§ **Défi a**:
Résumez en deux phrases l'extrait de l'arrêt présenté ci-dessous.

§ **Extrait fourni**:
┌──
France | France, Cour de cassation, Chambre criminelle, 02 décembre 2009, 09-80568


LA COUR DE CASSATION, CHAMBRE CRIMINELLE, a rendu l'arrêt suivant :
Statuant sur le pourvoi formé par :

- X... Alain,

contre l'arrêt de la cour d'appel d'ANGERS, chambre correctionnelle, en date du 9 décembre 2008, qui, pour fraude fiscale et omission d'écritures en comptabilité, l'a condamné à un an d'emprisonnement avec sursis, 25 000 euros d'amende, a ordonné la publication et l'affichage de la décision, et a prononcé sur les demandes de l'administration des impôts, partie civile ;

Vu les mémoires produits, en demande et en défense ;
Sur le premier

moyen de cassation, pris de la violation des articles 485, 512 et 592 du code de proc...
└──
[Extraits d'un jeu de données d'annotation de localisation]
┌──
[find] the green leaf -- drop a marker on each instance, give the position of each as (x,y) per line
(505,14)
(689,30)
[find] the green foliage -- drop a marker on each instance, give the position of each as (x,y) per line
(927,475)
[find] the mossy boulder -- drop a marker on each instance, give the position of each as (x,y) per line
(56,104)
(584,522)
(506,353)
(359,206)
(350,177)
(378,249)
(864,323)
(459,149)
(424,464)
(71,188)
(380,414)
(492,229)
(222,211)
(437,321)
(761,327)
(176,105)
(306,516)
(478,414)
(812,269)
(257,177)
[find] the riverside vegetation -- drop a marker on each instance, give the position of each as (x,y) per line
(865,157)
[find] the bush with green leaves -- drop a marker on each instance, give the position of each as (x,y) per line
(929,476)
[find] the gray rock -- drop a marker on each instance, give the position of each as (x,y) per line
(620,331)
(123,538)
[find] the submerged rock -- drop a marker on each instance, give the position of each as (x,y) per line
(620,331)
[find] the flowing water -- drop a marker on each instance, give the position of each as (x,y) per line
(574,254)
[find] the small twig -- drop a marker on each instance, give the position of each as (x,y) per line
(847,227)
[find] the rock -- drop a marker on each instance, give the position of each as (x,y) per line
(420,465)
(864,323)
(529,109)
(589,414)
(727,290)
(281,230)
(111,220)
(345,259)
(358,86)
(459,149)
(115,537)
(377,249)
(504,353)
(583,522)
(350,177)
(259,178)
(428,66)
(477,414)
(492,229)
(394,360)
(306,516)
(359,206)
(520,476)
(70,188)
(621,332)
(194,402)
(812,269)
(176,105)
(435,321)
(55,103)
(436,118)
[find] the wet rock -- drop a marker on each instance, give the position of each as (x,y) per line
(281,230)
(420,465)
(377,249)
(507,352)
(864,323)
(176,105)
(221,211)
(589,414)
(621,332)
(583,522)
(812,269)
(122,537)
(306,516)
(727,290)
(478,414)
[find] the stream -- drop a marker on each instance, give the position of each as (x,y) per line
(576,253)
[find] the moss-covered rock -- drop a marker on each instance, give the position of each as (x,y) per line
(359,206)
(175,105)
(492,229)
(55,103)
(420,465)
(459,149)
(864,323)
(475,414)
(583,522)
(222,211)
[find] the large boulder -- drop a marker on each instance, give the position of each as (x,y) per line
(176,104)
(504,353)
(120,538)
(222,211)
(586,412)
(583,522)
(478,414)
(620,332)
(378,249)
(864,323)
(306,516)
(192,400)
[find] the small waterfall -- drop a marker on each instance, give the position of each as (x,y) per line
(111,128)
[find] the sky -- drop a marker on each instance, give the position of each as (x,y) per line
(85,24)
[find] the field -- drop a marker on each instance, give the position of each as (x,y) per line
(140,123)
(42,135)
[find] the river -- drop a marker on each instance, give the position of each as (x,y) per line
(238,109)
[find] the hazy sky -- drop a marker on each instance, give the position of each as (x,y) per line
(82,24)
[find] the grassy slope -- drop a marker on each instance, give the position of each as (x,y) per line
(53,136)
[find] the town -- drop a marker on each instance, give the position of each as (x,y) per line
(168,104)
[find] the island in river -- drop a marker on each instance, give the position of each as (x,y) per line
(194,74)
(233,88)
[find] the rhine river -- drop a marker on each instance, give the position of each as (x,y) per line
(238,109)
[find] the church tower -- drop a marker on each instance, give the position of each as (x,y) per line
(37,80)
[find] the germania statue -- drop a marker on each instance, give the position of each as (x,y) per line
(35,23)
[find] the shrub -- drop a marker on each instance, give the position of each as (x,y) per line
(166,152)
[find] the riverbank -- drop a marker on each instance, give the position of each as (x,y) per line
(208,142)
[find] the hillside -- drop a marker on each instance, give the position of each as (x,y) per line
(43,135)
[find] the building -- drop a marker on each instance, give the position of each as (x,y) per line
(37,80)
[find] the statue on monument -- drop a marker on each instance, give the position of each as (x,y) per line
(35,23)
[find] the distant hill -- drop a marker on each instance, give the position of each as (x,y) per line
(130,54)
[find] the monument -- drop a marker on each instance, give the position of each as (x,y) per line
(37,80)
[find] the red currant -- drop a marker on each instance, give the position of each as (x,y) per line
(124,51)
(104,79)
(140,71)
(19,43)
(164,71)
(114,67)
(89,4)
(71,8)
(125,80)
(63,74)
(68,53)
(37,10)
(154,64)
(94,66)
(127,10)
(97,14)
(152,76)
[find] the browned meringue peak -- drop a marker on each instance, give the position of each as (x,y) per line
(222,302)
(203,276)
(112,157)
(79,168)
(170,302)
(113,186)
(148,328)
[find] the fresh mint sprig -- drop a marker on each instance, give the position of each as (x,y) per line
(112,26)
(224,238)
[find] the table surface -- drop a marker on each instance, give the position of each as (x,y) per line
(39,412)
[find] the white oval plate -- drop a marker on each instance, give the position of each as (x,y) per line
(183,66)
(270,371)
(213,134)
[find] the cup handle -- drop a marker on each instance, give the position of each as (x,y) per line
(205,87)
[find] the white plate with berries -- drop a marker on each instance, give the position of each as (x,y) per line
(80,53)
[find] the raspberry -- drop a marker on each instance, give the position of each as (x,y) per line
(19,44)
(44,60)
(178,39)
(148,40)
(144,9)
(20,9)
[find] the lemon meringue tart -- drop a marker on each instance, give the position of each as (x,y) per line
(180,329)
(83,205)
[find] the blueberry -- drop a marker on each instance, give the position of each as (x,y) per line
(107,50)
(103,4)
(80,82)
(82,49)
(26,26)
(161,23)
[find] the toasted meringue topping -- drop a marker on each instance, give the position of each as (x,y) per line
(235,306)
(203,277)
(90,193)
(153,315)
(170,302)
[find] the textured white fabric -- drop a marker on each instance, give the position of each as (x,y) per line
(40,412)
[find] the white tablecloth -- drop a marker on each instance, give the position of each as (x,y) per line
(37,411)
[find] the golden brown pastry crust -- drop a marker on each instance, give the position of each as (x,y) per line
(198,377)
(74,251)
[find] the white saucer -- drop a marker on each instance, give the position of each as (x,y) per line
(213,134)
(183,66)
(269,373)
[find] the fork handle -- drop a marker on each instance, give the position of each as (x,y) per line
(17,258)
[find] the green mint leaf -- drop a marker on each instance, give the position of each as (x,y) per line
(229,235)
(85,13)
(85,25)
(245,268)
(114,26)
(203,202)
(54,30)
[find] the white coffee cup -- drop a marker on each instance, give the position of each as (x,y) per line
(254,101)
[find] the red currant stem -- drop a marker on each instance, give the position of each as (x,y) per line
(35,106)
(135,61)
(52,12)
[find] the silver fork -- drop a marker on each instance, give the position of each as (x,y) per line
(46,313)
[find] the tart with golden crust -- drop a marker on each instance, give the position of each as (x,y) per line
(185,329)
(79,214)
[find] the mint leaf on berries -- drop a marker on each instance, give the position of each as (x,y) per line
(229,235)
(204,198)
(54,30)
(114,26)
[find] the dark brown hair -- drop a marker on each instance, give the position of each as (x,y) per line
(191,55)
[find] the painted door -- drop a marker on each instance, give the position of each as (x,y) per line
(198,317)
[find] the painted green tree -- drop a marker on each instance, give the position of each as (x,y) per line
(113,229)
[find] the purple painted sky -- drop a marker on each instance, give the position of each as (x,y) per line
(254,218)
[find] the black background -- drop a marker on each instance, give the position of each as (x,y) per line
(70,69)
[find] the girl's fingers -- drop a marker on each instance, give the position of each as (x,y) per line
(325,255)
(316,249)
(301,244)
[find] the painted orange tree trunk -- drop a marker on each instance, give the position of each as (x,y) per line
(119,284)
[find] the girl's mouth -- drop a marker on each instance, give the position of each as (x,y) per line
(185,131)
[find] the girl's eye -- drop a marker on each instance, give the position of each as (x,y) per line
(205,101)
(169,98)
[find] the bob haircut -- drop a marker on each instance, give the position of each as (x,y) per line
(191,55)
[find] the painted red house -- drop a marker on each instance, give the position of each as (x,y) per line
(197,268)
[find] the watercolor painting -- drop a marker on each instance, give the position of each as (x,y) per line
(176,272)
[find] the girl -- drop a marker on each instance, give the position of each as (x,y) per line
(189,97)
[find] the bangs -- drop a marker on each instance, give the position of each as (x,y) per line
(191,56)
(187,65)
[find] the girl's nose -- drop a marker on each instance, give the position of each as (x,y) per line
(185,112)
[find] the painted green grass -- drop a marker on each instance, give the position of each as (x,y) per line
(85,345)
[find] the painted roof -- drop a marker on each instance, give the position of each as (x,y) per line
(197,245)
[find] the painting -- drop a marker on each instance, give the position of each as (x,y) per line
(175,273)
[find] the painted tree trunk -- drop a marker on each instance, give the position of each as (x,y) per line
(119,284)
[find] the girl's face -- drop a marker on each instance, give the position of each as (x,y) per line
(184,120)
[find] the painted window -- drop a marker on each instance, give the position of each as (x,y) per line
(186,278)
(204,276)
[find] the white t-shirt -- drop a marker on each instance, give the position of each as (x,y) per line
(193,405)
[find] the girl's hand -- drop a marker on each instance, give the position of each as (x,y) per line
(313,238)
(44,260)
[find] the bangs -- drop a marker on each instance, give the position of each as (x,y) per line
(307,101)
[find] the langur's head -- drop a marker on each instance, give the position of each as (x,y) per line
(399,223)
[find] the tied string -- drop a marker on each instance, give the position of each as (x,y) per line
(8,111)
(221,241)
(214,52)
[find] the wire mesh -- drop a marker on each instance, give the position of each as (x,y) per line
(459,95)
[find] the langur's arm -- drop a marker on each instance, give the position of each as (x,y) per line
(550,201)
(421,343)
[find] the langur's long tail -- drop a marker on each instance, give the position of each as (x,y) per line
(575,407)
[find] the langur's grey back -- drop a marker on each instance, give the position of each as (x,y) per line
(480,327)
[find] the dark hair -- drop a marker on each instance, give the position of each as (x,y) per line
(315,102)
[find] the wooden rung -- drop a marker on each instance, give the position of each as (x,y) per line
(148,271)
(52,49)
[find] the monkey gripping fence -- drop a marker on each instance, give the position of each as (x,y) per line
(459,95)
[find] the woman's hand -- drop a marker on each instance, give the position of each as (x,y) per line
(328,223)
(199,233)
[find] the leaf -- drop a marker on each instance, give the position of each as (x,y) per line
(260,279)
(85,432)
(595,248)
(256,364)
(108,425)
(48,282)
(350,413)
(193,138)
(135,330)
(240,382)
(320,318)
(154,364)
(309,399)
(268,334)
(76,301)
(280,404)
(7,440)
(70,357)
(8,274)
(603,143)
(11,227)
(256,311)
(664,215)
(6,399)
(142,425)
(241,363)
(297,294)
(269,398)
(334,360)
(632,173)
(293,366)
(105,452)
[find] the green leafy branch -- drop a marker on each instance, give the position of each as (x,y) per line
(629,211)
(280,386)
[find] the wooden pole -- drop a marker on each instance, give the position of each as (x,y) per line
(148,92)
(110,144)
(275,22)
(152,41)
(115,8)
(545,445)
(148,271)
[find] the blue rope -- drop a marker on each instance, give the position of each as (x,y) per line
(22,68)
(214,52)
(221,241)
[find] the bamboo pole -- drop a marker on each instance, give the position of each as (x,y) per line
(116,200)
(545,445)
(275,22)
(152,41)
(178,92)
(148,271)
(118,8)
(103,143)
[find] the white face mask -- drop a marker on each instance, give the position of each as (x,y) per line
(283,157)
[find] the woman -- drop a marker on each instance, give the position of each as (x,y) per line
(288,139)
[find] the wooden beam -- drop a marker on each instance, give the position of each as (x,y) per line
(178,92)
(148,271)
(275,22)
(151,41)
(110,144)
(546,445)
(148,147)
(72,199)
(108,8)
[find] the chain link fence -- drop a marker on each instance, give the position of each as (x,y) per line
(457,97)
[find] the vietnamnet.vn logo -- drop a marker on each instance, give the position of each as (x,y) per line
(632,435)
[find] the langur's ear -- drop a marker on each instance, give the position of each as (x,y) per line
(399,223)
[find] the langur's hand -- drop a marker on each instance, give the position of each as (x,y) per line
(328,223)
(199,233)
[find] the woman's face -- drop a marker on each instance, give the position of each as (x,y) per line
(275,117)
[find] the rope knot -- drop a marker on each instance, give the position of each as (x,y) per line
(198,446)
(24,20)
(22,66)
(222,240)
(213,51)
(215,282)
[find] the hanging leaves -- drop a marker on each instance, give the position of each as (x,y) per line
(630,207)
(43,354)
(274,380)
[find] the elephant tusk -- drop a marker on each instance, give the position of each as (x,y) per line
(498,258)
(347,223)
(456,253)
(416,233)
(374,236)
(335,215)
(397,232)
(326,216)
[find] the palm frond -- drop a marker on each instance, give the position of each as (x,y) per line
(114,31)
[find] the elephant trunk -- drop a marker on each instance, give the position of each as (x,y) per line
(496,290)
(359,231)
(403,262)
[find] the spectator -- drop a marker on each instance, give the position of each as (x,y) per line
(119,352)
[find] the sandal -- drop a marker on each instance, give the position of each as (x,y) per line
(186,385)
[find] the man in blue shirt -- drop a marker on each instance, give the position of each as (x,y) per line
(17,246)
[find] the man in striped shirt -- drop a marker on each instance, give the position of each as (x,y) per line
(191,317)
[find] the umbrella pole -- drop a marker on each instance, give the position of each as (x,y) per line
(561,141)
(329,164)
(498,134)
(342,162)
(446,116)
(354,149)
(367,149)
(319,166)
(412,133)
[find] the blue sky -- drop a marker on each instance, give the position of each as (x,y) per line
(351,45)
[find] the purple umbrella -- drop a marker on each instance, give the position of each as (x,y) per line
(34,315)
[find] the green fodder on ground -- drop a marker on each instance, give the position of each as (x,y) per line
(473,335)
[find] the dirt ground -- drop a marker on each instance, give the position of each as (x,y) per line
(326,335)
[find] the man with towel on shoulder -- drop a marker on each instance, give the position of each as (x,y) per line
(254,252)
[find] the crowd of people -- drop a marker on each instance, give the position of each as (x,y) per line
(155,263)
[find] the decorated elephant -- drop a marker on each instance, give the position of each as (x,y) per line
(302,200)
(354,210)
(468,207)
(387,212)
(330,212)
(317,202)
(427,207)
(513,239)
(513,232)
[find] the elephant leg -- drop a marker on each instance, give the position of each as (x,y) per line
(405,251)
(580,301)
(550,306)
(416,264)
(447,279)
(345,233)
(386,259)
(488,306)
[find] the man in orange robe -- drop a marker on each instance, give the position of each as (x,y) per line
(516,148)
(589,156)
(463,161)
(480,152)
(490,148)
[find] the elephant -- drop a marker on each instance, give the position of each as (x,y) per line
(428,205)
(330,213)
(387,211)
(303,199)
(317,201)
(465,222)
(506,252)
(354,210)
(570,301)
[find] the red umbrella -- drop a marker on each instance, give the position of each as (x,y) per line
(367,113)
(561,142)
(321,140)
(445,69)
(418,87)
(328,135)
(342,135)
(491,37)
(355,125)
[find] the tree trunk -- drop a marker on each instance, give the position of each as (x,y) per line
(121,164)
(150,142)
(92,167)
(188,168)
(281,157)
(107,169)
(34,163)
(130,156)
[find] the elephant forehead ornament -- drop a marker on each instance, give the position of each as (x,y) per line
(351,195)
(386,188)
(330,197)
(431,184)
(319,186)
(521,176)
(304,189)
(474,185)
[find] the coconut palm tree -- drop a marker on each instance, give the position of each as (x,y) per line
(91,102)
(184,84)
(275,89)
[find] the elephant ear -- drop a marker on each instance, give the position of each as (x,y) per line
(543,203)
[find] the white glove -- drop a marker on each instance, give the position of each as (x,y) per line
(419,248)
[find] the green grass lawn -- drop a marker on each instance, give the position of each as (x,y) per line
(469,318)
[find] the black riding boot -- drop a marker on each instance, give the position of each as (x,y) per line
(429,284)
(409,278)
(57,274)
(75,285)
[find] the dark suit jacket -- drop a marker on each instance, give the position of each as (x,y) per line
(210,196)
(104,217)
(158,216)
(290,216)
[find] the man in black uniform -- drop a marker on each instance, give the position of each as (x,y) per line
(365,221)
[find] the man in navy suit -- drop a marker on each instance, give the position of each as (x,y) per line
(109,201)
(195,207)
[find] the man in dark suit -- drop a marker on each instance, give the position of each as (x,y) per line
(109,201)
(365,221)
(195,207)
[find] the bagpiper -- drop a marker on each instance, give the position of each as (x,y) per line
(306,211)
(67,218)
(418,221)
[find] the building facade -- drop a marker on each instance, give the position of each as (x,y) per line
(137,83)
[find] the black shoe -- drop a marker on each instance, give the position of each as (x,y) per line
└──
§ **Défi b**:
Repérez chaque ligne des enregistrements ci-dessus qui contient le mot « tart », en tenant compte de la casse.

§ **Réponse finale a**:
La chambre criminelle de la Cour de cassation a rendu, le 2 décembre 2009, un arrêt sur le pourvoi formé par X... Alain contre un arrêt de la chambre correctionnelle de la cour d'appel d'Angers du 9 décembre 2008. Cet arrêt l'avait condamné, pour fraude fiscale et omission d'écritures en comptabilité, à un an d'emprisonnement avec sursis et à 25 000 euros d'amende, avait ordonné la publication et l'affichage de la décision et s'était prononcé sur les demandes de l'administration des impôts, partie civile.

§ **Réponse finale b**:
[find] the lemon meringue tart -- drop a marker on each instance, give the position of each as (x,y) per line
[find] the tart with golden crust -- drop a marker on each instance, give the position of each as (x,y) per line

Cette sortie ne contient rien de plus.